__WHAT THE EXERCISE ASKS__.
In the review of All Quiet on the Western Front below, rewrite the paragraph beginning "Cut to, November 7th, 1918" as a short bulleted list that keeps its main facts.

— Begin PROVIDED PASSAGE —

Trust me, this is one of the greatest war movies of all time. Personally? I think it’s better that Saving Private Ryan. And in league Platoon, Full Metal Jacket, and Apocalypse Now. (Personally, my favorite war movie of all time? Definitely would be Jacob’s Ladder. But that’s just me, you do you… I really don’t mind you being wrong! hahaha.)

Let’s See Why Netflix’s All Quiet on the Western Front is a Must See

The movie opens with a jacket. Well, a jacket and a soldier. That soldier charges into a line of bullets so thick and so hopeless that he didn’t stand a chance. The jacket took a single bullet – and killed the man inside it. The jacket was pulled from the corpse, and sent off the front to be repaired and the redistributed to another new recruit named Paul Bäumer who had just enlisted in the Imperial German Army. He and his classmates get swept up in the hype of a patriotic speech of a school official. They are determined that their enlistments will single handedly turn the tide of this already (unknowingly) lost war. But quickly… literally immediately, their romantic wanderlust for glory and fame on the various battle lines of the Great War is snuffed out. Their first duty on the Northern France line near La Malmaison? To use their helmets to bail out the drowning trenches. “This isn’t what I expected at all.” And, in that first night, Ludwig is killed by artillery.

Cut to, November 7th, 1918, and the German official Matthias Erzberger who, in an attempt to stop the horrendous loss of German life, began negotiating with the Allied powers for an armistice. But before he could start the talks, had to convince the German High Command to start the talks. Meanwhile, Paul and Kat break into a farm, and steal a goose. An extremely instrumental moment in the film, though it turns out well for them… this time. Franz, after their goose dinner, spends the night with a French woman, who gives him her scarf as a memento of their time together.

On the ninth of November, General Friedrichs sends Erzberger and the German delegation head via train to the Forest of Compiegne in order to discuss the details of the possible armistice. The brilliance of the movie is in its anchoring of the honorifics of war counterpointed by the futzing around by the proud men hmming and hawing about the wording and the details. Muddy, bloody chaos, and starvation, counterpointed by silver, porcelain and excess. Paul and his unit are ordered to go find a missing unit that were supposed to report in and reinforce them. But when they head into a factory, they find the entire unit dead as a result of taking off their masks too soon.

— End PROVIDED PASSAGE —
— Begin SUPPLIED MATERIAL —

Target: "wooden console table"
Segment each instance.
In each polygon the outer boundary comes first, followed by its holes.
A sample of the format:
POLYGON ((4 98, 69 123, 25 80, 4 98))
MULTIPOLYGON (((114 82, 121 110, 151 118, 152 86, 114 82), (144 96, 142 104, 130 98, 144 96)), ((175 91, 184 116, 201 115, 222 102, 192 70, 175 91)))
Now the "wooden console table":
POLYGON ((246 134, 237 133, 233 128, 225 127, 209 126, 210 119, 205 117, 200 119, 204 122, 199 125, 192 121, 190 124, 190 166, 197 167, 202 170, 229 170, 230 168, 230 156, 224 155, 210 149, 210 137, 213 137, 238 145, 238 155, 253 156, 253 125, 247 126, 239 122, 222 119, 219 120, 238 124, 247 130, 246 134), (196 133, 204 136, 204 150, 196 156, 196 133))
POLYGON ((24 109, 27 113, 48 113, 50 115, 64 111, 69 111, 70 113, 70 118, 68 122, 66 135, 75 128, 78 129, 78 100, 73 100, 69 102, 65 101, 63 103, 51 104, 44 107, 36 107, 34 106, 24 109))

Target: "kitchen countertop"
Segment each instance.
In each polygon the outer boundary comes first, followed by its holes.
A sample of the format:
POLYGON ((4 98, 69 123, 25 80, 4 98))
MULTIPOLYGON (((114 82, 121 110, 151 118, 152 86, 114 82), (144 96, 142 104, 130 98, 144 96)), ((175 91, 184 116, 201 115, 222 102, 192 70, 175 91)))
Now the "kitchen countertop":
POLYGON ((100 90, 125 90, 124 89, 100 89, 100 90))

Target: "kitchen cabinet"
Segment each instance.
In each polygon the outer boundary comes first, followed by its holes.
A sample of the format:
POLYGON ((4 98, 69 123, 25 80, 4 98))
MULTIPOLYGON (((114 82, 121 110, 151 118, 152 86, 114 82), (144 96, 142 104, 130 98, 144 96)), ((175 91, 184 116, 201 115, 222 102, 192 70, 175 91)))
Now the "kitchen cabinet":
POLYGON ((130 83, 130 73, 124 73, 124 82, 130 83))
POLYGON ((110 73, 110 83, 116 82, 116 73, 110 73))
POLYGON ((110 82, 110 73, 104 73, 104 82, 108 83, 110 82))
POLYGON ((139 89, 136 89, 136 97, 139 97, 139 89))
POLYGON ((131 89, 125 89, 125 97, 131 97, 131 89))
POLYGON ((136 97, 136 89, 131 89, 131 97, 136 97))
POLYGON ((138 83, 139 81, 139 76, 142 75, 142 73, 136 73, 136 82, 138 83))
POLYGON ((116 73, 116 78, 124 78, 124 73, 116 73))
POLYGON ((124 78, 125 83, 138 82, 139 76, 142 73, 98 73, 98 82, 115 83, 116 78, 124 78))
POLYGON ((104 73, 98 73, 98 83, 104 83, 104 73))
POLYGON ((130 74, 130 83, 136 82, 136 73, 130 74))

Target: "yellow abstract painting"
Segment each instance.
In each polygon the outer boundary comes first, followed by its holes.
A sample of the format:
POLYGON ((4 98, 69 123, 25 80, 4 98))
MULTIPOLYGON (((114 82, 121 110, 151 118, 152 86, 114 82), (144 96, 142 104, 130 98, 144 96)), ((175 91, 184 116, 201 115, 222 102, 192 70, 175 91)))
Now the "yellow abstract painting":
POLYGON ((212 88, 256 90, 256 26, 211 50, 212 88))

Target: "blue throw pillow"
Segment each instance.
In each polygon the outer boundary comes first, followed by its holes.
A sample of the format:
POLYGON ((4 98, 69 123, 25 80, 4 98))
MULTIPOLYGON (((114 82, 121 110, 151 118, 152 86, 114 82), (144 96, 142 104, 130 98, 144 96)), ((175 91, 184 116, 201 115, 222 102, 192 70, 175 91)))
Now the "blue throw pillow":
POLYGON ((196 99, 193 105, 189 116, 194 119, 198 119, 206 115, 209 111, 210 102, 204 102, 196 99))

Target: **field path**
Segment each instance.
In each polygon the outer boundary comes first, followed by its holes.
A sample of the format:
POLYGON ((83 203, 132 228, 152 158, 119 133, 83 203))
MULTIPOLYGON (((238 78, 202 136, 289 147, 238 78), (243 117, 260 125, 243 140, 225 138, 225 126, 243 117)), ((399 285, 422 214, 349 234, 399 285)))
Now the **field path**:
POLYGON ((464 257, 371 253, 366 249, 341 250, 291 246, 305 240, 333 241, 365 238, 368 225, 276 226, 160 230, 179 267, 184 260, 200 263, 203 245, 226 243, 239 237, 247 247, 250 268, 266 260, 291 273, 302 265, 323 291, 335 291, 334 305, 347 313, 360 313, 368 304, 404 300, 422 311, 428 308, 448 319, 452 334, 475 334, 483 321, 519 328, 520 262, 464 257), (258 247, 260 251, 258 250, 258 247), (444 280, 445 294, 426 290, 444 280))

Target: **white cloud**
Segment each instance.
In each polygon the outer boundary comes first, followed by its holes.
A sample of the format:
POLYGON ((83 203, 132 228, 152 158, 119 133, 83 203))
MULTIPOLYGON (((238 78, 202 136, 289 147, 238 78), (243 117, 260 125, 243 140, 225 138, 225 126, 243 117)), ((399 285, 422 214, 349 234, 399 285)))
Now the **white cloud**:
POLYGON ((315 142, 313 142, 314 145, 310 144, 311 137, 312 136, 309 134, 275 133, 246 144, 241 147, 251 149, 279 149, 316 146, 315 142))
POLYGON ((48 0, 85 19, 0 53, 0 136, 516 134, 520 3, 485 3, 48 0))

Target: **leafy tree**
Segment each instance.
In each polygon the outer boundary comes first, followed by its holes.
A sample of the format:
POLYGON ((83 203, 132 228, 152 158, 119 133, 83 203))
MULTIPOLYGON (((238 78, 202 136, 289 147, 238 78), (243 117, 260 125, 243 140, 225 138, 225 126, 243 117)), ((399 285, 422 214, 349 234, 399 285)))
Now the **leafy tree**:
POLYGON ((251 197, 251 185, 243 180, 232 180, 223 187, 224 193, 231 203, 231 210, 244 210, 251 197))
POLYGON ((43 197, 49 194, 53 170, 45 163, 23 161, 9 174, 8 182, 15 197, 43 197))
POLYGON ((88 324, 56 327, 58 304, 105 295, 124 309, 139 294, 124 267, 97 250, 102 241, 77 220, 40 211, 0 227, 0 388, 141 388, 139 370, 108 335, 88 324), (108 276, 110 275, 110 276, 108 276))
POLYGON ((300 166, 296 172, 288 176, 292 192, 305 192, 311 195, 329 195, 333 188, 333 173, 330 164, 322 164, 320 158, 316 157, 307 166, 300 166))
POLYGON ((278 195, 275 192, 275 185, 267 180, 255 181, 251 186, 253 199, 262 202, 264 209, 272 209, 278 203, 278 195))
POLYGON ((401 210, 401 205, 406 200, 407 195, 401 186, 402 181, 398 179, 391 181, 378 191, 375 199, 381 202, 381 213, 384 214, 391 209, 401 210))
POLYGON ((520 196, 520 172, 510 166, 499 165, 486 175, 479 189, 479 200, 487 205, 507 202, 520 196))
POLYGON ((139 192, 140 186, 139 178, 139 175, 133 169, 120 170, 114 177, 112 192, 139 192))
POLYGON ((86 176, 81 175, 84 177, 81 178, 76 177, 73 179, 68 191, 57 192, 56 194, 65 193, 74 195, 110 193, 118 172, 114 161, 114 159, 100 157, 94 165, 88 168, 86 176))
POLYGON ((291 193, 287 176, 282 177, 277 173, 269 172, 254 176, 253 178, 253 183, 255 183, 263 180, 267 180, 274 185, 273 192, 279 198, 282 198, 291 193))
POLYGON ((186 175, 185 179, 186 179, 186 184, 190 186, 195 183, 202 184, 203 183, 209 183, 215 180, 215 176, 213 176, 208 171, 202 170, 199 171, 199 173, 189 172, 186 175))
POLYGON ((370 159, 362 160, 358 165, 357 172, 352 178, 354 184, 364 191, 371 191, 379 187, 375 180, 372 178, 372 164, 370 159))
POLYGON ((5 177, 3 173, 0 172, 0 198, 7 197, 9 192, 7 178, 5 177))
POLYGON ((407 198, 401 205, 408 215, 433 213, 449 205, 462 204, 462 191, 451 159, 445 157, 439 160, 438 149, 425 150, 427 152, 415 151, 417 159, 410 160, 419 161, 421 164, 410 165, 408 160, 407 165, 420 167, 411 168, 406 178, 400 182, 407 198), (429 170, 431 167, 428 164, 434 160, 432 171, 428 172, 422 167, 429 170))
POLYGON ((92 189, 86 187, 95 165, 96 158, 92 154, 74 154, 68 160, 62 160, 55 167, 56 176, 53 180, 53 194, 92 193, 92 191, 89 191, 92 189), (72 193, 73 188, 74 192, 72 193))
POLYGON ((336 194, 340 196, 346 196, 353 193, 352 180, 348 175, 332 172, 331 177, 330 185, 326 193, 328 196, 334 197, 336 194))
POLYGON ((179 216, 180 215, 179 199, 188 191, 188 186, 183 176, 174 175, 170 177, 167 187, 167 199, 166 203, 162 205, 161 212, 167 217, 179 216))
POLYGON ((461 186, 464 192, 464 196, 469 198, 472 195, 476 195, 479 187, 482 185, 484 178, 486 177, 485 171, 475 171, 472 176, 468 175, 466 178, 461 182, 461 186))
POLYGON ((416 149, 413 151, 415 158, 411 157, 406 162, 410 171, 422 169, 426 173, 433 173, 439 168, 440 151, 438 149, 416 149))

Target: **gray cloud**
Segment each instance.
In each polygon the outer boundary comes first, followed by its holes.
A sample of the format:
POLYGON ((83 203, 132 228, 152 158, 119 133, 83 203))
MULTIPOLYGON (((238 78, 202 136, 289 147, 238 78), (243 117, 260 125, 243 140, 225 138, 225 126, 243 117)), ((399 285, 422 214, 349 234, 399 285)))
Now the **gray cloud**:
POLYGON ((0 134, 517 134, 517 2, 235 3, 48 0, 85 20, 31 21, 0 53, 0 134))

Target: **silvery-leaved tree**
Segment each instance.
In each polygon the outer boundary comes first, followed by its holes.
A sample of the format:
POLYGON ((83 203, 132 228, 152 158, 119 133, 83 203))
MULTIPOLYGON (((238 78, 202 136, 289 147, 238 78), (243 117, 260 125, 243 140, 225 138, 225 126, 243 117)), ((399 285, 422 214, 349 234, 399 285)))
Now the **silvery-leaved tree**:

— End SUPPLIED MATERIAL —

__RESPONSE FOR THIS EXERCISE__.
- November 7, 1918: German official Matthias Erzberger seeks an armistice with the Allied powers to stop the horrendous loss of German life.
- Before talks can begin, he must first convince the German High Command to start them.
- Meanwhile, Paul and Kat break into a farm and steal a goose, a key moment in the film that turns out well for them this time.
- After the goose dinner, Franz spends the night with a French woman, who gives him her scarf as a memento.